[Written task 1] From the passage about Verdun, reproduce word for word the section starting with "Verdun, a small, provincial" and going on through "name von Bethmann Hollweg[1].".
[Written task 2] In the passage about Verdun, how many forts surrounded the town?

**** Document text ****

Verdun, a small, provincial town. It had already been a victim once in modern times, in 1870. The defending garrison surrendered with all military honours and withdrew, and the town fell under German administration. The German official responsible for it and the Departement of the Meuse, bore the name von Bethmann Hollweg[1].

There is a little book for sale: ›Verdun before and after‹. It must have been a pretty, neat and friendly town, with little cottages by the river, a cathedral, and the rise and fall of the country roads in the rolling landscape. Every historical photo is followed by another. It no longer looks that bad: a lot has been restored, some parts were not even damaged, the town hall was almost untouched. But it is not just about Verdun, not just the little town. Verdun was surrounded by thirty-four forts.

**** Given records ****

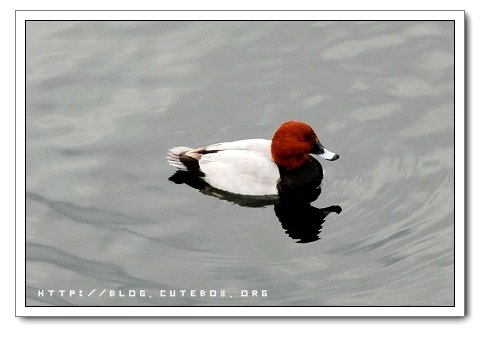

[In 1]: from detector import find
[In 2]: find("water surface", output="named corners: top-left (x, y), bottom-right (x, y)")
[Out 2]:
top-left (26, 21), bottom-right (454, 306)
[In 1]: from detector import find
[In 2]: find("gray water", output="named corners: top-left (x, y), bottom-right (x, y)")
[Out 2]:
top-left (26, 21), bottom-right (454, 306)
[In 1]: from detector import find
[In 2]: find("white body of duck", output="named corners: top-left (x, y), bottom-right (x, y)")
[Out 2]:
top-left (167, 121), bottom-right (339, 196)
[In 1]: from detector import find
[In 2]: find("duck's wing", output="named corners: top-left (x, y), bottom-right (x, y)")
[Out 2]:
top-left (205, 139), bottom-right (272, 158)
top-left (199, 148), bottom-right (280, 195)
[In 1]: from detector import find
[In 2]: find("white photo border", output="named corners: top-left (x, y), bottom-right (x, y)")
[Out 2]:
top-left (15, 10), bottom-right (466, 317)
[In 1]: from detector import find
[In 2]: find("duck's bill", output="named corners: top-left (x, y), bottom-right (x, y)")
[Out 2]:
top-left (319, 148), bottom-right (340, 161)
top-left (312, 142), bottom-right (340, 161)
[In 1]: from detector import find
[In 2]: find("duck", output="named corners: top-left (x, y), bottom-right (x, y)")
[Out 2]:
top-left (166, 120), bottom-right (339, 200)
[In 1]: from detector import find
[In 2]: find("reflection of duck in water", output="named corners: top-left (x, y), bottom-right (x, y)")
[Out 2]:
top-left (167, 121), bottom-right (339, 242)
top-left (274, 203), bottom-right (342, 243)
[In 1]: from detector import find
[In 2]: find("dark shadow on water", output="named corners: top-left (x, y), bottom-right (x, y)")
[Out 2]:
top-left (274, 203), bottom-right (342, 243)
top-left (168, 171), bottom-right (342, 243)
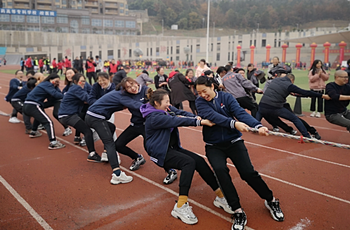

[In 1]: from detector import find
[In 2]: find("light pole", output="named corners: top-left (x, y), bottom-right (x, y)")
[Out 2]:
top-left (205, 0), bottom-right (210, 62)
top-left (162, 19), bottom-right (164, 36)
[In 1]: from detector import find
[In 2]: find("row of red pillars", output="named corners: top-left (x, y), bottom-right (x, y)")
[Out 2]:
top-left (237, 41), bottom-right (347, 67)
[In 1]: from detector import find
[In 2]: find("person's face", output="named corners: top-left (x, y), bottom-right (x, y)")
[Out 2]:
top-left (78, 76), bottom-right (86, 89)
top-left (187, 71), bottom-right (193, 78)
top-left (316, 61), bottom-right (322, 69)
top-left (51, 78), bottom-right (60, 87)
top-left (219, 71), bottom-right (227, 77)
top-left (16, 71), bottom-right (23, 80)
top-left (196, 85), bottom-right (215, 101)
top-left (335, 72), bottom-right (349, 85)
top-left (66, 69), bottom-right (75, 82)
top-left (98, 77), bottom-right (109, 89)
top-left (154, 95), bottom-right (170, 111)
top-left (125, 81), bottom-right (139, 94)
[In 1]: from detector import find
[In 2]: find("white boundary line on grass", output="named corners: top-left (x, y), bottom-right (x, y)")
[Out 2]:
top-left (0, 175), bottom-right (53, 230)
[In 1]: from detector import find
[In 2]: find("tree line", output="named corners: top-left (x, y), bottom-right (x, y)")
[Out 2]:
top-left (128, 0), bottom-right (350, 30)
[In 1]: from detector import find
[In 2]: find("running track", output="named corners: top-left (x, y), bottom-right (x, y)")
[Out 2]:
top-left (0, 66), bottom-right (350, 230)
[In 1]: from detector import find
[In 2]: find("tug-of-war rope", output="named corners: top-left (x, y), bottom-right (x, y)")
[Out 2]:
top-left (248, 127), bottom-right (350, 149)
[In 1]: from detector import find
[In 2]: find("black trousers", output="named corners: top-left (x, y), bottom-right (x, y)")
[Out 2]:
top-left (23, 103), bottom-right (56, 142)
top-left (44, 100), bottom-right (68, 129)
top-left (115, 125), bottom-right (146, 160)
top-left (163, 148), bottom-right (219, 196)
top-left (310, 89), bottom-right (324, 113)
top-left (205, 140), bottom-right (273, 210)
top-left (59, 114), bottom-right (95, 153)
top-left (236, 97), bottom-right (259, 118)
top-left (11, 100), bottom-right (33, 130)
top-left (85, 114), bottom-right (119, 169)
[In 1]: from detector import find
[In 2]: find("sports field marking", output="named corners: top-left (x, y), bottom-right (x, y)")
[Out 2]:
top-left (0, 175), bottom-right (53, 230)
top-left (181, 127), bottom-right (350, 168)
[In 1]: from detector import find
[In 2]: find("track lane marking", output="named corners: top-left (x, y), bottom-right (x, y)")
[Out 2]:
top-left (0, 175), bottom-right (53, 230)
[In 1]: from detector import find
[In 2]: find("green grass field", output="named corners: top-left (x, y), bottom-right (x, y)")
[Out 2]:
top-left (0, 69), bottom-right (334, 112)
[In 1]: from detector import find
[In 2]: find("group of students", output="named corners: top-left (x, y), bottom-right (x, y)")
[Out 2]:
top-left (7, 63), bottom-right (284, 230)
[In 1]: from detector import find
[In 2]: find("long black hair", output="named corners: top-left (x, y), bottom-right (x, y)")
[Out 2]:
top-left (43, 73), bottom-right (60, 81)
top-left (310, 59), bottom-right (326, 75)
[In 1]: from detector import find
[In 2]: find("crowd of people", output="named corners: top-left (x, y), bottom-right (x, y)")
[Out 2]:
top-left (5, 56), bottom-right (350, 230)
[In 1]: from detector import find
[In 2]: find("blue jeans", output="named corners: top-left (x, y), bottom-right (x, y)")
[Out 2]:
top-left (259, 106), bottom-right (311, 138)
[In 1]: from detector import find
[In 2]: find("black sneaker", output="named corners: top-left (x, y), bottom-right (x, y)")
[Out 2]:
top-left (163, 169), bottom-right (177, 184)
top-left (73, 137), bottom-right (81, 145)
top-left (313, 132), bottom-right (321, 140)
top-left (265, 199), bottom-right (284, 221)
top-left (231, 211), bottom-right (247, 230)
top-left (129, 155), bottom-right (146, 171)
top-left (87, 152), bottom-right (101, 163)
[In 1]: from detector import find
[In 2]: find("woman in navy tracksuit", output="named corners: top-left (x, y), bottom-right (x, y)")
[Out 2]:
top-left (5, 70), bottom-right (23, 123)
top-left (85, 87), bottom-right (139, 184)
top-left (11, 77), bottom-right (37, 134)
top-left (195, 77), bottom-right (284, 230)
top-left (23, 73), bottom-right (65, 149)
top-left (62, 68), bottom-right (91, 142)
top-left (58, 73), bottom-right (101, 162)
top-left (140, 89), bottom-right (229, 224)
top-left (88, 72), bottom-right (116, 164)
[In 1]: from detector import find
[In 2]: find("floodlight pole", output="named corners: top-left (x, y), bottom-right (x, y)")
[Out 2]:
top-left (205, 0), bottom-right (210, 62)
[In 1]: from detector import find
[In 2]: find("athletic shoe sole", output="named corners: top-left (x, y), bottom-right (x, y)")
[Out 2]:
top-left (214, 200), bottom-right (235, 214)
top-left (171, 210), bottom-right (198, 224)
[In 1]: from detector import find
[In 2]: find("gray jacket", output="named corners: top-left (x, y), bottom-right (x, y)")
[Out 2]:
top-left (135, 73), bottom-right (154, 86)
top-left (222, 72), bottom-right (258, 98)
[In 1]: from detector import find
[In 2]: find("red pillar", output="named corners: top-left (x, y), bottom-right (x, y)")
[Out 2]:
top-left (295, 43), bottom-right (303, 63)
top-left (310, 42), bottom-right (317, 66)
top-left (237, 45), bottom-right (242, 67)
top-left (338, 41), bottom-right (347, 65)
top-left (250, 45), bottom-right (255, 64)
top-left (266, 44), bottom-right (271, 63)
top-left (282, 44), bottom-right (288, 63)
top-left (323, 42), bottom-right (331, 63)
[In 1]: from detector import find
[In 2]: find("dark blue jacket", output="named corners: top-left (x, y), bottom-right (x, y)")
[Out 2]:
top-left (87, 90), bottom-right (140, 120)
top-left (26, 81), bottom-right (63, 106)
top-left (122, 86), bottom-right (149, 126)
top-left (88, 82), bottom-right (115, 105)
top-left (196, 91), bottom-right (262, 144)
top-left (140, 103), bottom-right (200, 167)
top-left (5, 78), bottom-right (21, 102)
top-left (58, 85), bottom-right (89, 117)
top-left (11, 84), bottom-right (32, 102)
top-left (62, 82), bottom-right (92, 94)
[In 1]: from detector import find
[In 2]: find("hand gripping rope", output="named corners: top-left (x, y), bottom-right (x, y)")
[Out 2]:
top-left (248, 127), bottom-right (350, 149)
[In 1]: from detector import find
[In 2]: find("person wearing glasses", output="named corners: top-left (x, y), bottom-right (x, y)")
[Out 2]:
top-left (325, 70), bottom-right (350, 132)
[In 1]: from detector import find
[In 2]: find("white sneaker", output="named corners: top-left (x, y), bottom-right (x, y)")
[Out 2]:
top-left (62, 127), bottom-right (72, 137)
top-left (171, 202), bottom-right (198, 224)
top-left (101, 152), bottom-right (108, 162)
top-left (214, 196), bottom-right (235, 214)
top-left (111, 172), bottom-right (133, 184)
top-left (9, 117), bottom-right (21, 124)
top-left (101, 152), bottom-right (122, 165)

****

[Written solution 1]
Verdun, a small, provincial town. It had already been a victim once in modern times, in 1870. The defending garrison surrendered with all military honours and withdrew, and the town fell under German administration. The German official responsible for it and the Departement of the Meuse, bore the name von Bethmann Hollweg[1].

[Written solution 2] Thirty-four forts surrounded Verdun.